• Records contained in a dataset
☆ ☆ ☆ ☆ ☆ ☆ ☆
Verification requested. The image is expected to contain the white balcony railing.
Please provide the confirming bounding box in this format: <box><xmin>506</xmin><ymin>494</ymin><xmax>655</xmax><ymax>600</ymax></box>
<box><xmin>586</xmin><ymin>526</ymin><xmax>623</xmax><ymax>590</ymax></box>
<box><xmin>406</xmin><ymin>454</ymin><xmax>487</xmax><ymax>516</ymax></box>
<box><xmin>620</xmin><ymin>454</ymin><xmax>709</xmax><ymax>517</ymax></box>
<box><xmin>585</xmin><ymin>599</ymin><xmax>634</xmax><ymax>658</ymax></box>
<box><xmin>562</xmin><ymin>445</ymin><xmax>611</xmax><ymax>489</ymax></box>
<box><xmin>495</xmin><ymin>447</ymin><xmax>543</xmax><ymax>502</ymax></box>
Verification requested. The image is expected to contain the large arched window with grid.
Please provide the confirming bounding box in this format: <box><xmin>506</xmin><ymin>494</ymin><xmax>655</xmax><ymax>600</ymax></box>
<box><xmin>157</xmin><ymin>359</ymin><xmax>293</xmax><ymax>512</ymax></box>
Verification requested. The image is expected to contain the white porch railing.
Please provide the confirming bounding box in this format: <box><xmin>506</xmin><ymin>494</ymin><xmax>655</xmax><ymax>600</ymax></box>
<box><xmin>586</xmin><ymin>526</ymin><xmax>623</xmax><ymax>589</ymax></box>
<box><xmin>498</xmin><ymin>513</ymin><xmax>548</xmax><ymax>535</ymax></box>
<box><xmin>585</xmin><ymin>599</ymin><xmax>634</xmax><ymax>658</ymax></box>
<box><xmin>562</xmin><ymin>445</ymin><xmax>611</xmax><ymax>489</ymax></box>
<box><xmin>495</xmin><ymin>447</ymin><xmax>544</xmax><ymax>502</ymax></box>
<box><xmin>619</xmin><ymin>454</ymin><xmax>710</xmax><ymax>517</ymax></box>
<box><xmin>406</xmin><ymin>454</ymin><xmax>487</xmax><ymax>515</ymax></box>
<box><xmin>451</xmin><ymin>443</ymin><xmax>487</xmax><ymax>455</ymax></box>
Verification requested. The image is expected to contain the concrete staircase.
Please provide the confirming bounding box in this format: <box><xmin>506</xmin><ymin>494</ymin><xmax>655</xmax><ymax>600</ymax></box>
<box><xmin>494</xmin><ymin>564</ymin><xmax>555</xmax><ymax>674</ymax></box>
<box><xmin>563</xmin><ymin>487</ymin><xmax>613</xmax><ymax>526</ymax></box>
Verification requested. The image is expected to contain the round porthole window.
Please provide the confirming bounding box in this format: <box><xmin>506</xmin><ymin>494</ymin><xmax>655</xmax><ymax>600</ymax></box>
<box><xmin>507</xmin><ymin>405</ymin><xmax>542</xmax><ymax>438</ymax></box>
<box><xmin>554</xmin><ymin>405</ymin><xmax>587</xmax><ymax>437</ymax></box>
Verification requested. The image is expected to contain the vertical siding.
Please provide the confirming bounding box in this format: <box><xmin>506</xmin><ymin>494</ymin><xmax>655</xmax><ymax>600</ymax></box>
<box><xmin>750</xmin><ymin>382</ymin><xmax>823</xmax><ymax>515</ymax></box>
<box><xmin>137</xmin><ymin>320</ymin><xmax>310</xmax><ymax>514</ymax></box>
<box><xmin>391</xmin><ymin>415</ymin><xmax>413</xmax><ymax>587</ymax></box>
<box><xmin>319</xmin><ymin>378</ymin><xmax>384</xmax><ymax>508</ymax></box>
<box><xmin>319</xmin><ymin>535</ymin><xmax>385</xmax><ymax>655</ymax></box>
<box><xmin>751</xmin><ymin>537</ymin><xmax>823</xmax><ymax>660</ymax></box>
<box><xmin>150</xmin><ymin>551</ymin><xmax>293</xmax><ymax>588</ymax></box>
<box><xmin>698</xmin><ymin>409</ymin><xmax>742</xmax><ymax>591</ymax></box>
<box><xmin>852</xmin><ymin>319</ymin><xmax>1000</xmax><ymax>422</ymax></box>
☆ ☆ ☆ ☆ ☆ ☆ ☆
• ACTIVITY
Each line of the data that holds the word "white" should be copied.

• OUTPUT FOR THIS EXERCISE
Verification requested. The image is expected to contain the white balcony railing.
Verification requested. The image is expected to contain the white porch railing.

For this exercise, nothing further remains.